That will print the list of partitions.

jadtech
April 28th, 2012, 08:32 PM
you dont by chance already have 4 primary partition set up ??

zelena
April 28th, 2012, 09:21 PM
sudo parted /dev/sda print
says only:
Error: Can't have a partition outside the disk!

When I start GPartEd, it says "Scanning all devices..." in the status bar, but it cannot finish the operation.
The Ubuntu installer shows active the "New partition table..."-button under /dev/sda. But I do not want to create NEW partition table. When I choose to exit the installer, it pops up a message that the installer has internal error or something like that.

The disk contains only one NTFS partition, and there are no other partitions now. There are only 90 Gb unallocated space at the beginning of the disk (this space appeared because another NTFS partition was deleted there).

darkod
April 28th, 2012, 09:29 PM
Well, there is your error. Somehow you ended up with a partition outside the disk.
You can fix that with fixparts:
http://www.rodsbooks.com/fixparts/

Run it from live mode. Download the .deb, right click it and install it. Then in terminal use it with:
sudo fixparts /dev/sda

I don't know what it will say exactly but it should offer to fix the partition outside the disk problem for you.

zelena
April 28th, 2012, 10:57 PM
Thank you for the suggestions.

▶ [DATA SUPPLIED]:
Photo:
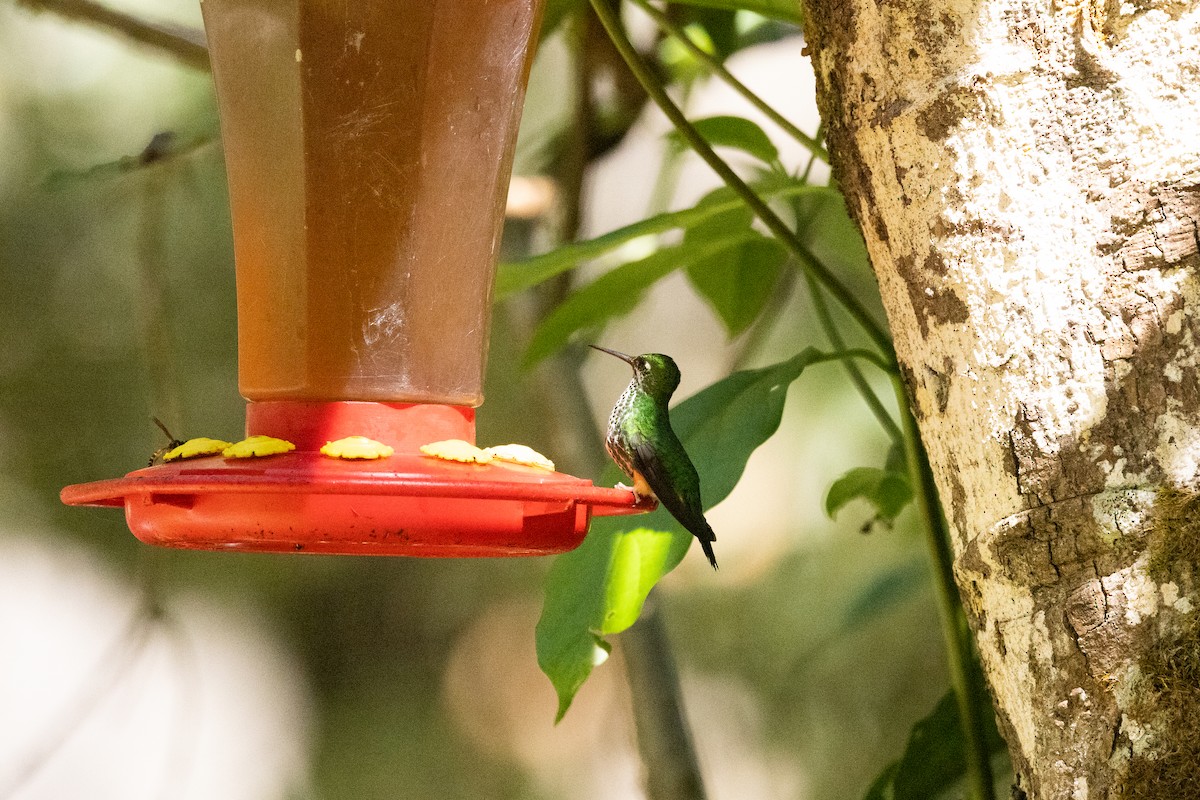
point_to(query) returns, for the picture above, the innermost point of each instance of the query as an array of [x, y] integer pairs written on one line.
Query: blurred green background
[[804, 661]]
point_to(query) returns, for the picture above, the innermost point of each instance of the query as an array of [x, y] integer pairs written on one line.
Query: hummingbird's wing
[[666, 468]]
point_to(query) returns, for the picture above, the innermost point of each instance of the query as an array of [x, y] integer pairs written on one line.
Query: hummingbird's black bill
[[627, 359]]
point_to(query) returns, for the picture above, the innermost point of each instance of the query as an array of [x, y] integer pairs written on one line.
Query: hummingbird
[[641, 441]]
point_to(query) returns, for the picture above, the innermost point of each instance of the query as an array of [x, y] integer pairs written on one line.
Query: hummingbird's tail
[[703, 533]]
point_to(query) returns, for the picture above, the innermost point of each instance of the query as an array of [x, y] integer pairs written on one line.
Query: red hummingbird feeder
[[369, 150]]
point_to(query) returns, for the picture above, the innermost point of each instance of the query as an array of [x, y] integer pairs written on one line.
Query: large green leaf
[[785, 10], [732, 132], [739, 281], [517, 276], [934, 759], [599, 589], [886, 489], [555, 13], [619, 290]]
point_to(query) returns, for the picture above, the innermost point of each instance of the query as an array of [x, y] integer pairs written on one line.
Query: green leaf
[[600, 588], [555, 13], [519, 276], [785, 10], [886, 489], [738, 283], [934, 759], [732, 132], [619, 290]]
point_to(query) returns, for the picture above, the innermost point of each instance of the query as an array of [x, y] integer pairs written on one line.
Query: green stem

▶ [TO DO]:
1. Answer these from the forum thread about the partition error:
(a) What error does `sudo parted /dev/sda print` report?
(b) How much unallocated space sits at the beginning of the disk?
(c) What terminal command is given for running fixparts?
2. Write the next part of the forum thread about the partition error, starting after its final post.

▶ [RESPONSES TO THE EXERCISE]:
1.
(a) Error: Can't have a partition outside the disk!
(b) 90 Gb
(c) sudo fixparts /dev/sda

2.
The problem resolved. Though there was only one partition on the disk, due to long history it was logical, not primary. I changed the status of the partition to primary (in Windows). After that Ubuntu installer successfully found it. In the free space I created a new ext4 partition and a swap. Then Ubuntu was successfully installed.
I feel somewhat disappointed that Linux can't work properly with logical partitions. What can we do to fix this?

darkod
April 28th, 2012, 11:09 PM
Linux works much better with logical partitions than windows does. There is nothing to fix. The problem was that somehow the start/end sectors of the partition ended up outside the disk, probably this was done by some windows tool.

When you changed the partition I guess it recalculated the correct start/end sectors and rectified the error in the partition table. After that ubuntu could read the table correctly.

If you had run a tool showing the start/end sectors you would have seen yourself why does it say that it's outside of the disk.

Anyway, you have it sorted now. Please mark the thread as Solved in Thread Tools above the first post.